# What needs to be done
Gather the lines below that include the string "path", copying each in full.

*** Input data ***

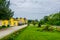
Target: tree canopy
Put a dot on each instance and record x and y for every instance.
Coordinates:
(53, 19)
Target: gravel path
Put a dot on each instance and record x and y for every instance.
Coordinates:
(5, 32)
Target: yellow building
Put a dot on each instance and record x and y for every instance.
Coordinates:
(13, 22)
(5, 22)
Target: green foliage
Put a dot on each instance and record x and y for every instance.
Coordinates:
(53, 19)
(5, 11)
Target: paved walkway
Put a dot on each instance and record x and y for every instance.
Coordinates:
(5, 32)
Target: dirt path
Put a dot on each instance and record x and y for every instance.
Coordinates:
(10, 30)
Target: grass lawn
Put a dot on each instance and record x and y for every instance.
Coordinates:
(31, 33)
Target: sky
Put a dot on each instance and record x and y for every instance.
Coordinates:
(34, 9)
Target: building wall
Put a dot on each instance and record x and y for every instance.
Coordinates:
(12, 22)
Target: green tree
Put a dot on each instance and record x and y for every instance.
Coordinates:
(5, 11)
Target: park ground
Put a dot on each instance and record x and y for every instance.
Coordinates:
(33, 33)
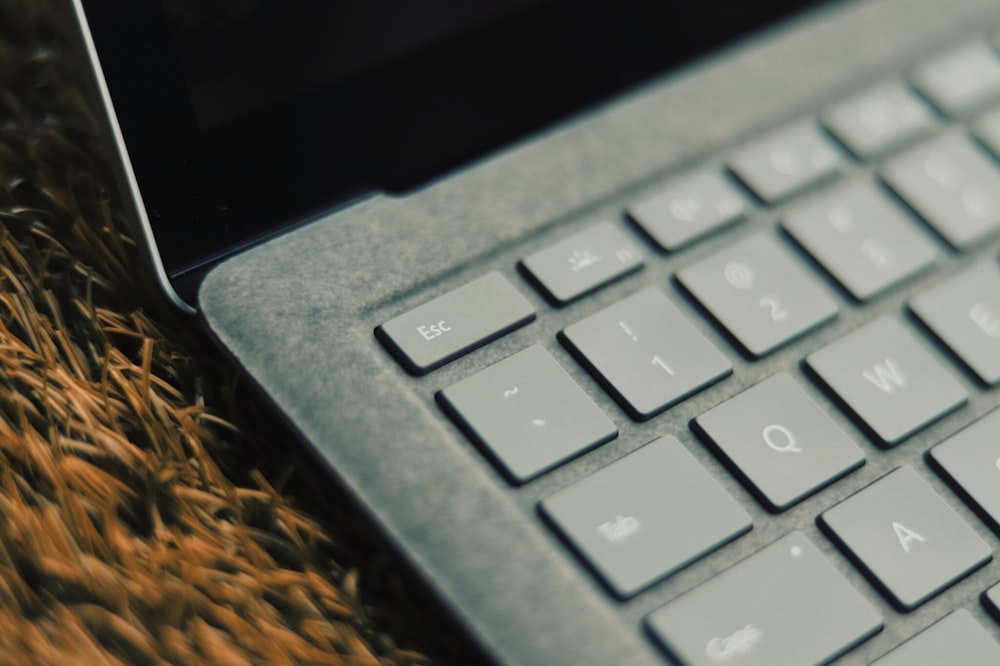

*** End of Input data ***

# Completed task
Target: gravel path
Target: dirt path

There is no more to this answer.